** Recorded information follows **
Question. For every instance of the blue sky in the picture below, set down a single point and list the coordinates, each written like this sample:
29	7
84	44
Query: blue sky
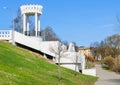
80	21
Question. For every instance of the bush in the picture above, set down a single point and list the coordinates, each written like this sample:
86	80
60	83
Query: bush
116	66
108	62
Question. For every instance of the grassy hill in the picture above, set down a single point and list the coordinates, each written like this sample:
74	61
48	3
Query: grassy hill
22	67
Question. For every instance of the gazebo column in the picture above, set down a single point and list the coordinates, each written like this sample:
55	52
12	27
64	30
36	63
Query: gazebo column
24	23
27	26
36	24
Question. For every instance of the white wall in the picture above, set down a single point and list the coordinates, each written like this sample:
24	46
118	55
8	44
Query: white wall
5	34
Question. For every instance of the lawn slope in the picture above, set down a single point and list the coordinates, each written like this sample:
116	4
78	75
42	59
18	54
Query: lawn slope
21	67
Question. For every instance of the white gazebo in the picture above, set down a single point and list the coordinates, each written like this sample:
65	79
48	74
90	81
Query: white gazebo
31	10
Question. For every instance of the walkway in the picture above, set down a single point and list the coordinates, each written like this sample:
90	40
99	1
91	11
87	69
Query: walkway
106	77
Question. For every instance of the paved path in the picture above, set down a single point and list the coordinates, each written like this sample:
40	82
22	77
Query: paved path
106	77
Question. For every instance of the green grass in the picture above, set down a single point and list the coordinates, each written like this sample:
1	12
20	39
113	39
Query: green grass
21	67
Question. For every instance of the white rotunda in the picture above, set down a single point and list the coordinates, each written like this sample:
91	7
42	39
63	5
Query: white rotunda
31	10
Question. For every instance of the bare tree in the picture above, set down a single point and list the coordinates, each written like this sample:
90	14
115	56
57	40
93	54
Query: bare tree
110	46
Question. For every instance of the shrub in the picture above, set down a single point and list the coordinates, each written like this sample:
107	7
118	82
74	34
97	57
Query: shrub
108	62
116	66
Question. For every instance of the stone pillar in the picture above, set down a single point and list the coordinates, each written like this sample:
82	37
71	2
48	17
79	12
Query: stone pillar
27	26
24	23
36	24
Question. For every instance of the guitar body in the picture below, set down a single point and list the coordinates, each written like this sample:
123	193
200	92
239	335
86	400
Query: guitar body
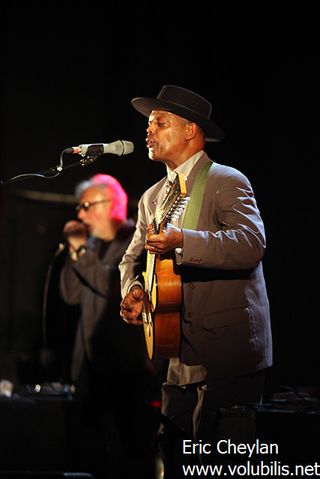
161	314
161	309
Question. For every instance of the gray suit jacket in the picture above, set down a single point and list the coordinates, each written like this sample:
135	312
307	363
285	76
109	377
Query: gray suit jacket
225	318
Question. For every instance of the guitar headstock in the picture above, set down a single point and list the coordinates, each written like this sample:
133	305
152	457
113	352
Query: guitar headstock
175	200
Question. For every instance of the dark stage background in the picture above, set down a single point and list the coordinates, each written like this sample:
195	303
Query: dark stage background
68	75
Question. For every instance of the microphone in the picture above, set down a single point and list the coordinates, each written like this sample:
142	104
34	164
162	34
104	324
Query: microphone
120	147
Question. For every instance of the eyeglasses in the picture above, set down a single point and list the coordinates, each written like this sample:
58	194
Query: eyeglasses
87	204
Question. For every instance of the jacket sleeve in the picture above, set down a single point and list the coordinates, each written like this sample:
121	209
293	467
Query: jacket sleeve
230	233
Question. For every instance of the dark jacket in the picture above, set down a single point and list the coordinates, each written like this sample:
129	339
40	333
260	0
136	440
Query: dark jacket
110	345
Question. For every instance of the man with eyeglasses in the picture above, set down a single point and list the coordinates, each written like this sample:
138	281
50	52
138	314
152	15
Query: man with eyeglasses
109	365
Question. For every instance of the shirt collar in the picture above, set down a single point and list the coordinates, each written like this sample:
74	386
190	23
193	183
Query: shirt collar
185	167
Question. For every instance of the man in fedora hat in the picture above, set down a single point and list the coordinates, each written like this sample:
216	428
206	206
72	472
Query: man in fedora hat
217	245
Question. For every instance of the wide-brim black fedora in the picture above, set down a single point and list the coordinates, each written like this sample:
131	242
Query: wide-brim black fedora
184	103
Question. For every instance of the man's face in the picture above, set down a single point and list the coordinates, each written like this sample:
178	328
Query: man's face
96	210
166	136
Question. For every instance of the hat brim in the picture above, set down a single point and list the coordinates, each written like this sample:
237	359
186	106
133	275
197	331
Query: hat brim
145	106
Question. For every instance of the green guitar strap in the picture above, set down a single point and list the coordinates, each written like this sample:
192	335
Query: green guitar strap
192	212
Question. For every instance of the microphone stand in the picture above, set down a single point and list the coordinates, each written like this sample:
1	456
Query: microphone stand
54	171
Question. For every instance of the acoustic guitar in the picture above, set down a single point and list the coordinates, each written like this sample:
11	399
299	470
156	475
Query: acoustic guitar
** End of Recorded information **
The records above are to be quoted exactly, with all pictures left out.

_Response box_:
Question. For every instance of the blue sky in the picture below, set down a single point and list the coordinates, each written like this sample:
29	7
84	44
Query: blue sky
80	21
Question. For every instance of the bush in the picture above, set down a single point and list the coordinates, each written like this sample:
86	80
60	83
Query: bush
116	66
108	62
Question. For every instance of the grassy hill in the picture above, set down a single point and list the coordinates, each written like this sample:
74	61
48	3
Query: grassy hill
22	67
Question. For every instance of the gazebo column in the picture above, set down a single point and list the coordinates, each written like this sample:
55	52
12	27
64	30
36	63
Query: gazebo column
24	23
27	26
36	24
Question. For every instance of the white wall in the picture above, set down a single point and list the coordinates, each written like this sample:
24	46
118	55
8	44
Query: white wall
5	34
Question. For every instance of the lawn slope in the picture above, set down a single point and list the coordinates, each written like this sample:
116	4
78	75
42	59
18	54
Query: lawn slope
21	67
Question. For every instance of the white gazebo in the picture above, set down a single point and list the coordinates, each written like this sample:
65	79
48	74
90	81
Query: white gazebo
31	10
Question. For every instance of the walkway in the picture above, set down a single point and list the coordinates, each written like this sample:
90	40
99	1
91	11
87	69
Query: walkway
106	77
Question. For every instance of the paved path in the picture above, set down a single point and list the coordinates, each written like this sample:
40	82
22	77
Query: paved path
106	77
Question. For every instance of the green grass in the picture above, set down a single point and list the coordinates, each written like this sample:
1	12
20	39
113	39
Query: green grass
21	67
Question. For every instance of the white rotunda in the picture above, set down a single point and list the coordinates, each written like this sample:
91	7
42	39
63	5
Query: white rotunda
31	10
Question. For every instance of the bare tree in the picture above, set down a single point and list the coordinates, each written like this sample:
90	14
115	56
57	40
93	54
Query: bare tree
110	46
Question. For every instance of the shrub in the picture above, set down a single point and list the coordinates, each written like this sample:
107	7
118	82
74	34
97	57
Query: shrub
108	62
116	66
Question. For every instance of the stone pillar in the picture above, set down a single point and list the coordinates, each written like this sample:
82	37
71	2
48	17
79	12
Query: stone pillar
27	26
24	23
36	24
Question. For every instance of the guitar body in the picture below, set down a single point and list the coordinates, each written like this sample:
123	193
200	92
239	335
86	400
Query: guitar body
161	314
161	309
Question. For every instance of the gray suit jacket in the picture above, set down a single point and list the coordinates, each written like this sample:
135	312
307	363
285	76
109	377
Query: gray suit jacket
225	318
Question. For every instance of the guitar headstock in the picture above, set down a single point and list the coordinates, each written like this sample:
133	305
152	457
113	352
Query: guitar headstock
175	200
Question. For every instance of the dark stage background in the picture above, set down a single point and list the coordinates, each written like this sample:
195	303
Query: dark stage background
68	75
Question. For every instance of the microphone in the picture above, set down a single point and list the coordinates, each written like this sample:
142	104
34	164
162	34
104	324
Query: microphone
120	147
Question. For every instance of the eyeglasses in the picture above, set down a single point and list the coordinates, each written like this sample:
58	194
Query: eyeglasses
87	204
Question. For every instance of the jacket sleeve in the picture above, set down a single point and list the coordinates, each written like this sample:
121	209
293	467
Query: jacket sleeve
230	233
Question. For every instance of the dark jacket in the picture above, set down a single point and list the coordinates, each written like this sample:
129	339
40	333
260	0
136	440
Query: dark jacket
110	345
Question. For every instance of the man with eyeglasses in the picture above, set down a single point and list the coordinates, each written like this sample:
138	281
50	52
138	314
152	15
Query: man with eyeglasses
109	365
Question. For every instance of the shirt collar in the picture above, set down a single point and list the coordinates, each written like this sample:
74	386
190	23
193	183
Query: shirt collar
185	167
Question. For every instance of the man in fedora hat in the picture above, set down a single point and list the coordinates, each written like this sample:
216	428
206	206
72	472
Query: man in fedora hat
217	245
Question. For every instance of the wide-brim black fedora in the picture above, set down a single point and list the coordinates, each written like this sample:
131	242
Query: wide-brim black fedora
184	103
Question. For every instance of the man's face in the picture above, set down a single point and list the coordinates, each written like this sample:
178	328
Query: man's face
96	210
166	136
Question. For every instance of the hat brim in the picture above, set down a single point and list the coordinates, each written like this sample:
237	359
186	106
133	275
197	331
Query: hat brim
145	106
Question. For every instance of the green guitar strap in the picture above, set down a single point and list the coordinates, each written like this sample:
192	335
Query: green guitar strap
192	212
Question. For every instance of the microphone stand in the picture above, set down a single point and list the coordinates, each written like this sample:
1	456
Query: microphone stand
54	171
Question. For every instance of the acoustic guitar in the picture above, set down a single point and list the coordinates, each written like this sample:
11	399
299	470
156	475
Query: acoustic guitar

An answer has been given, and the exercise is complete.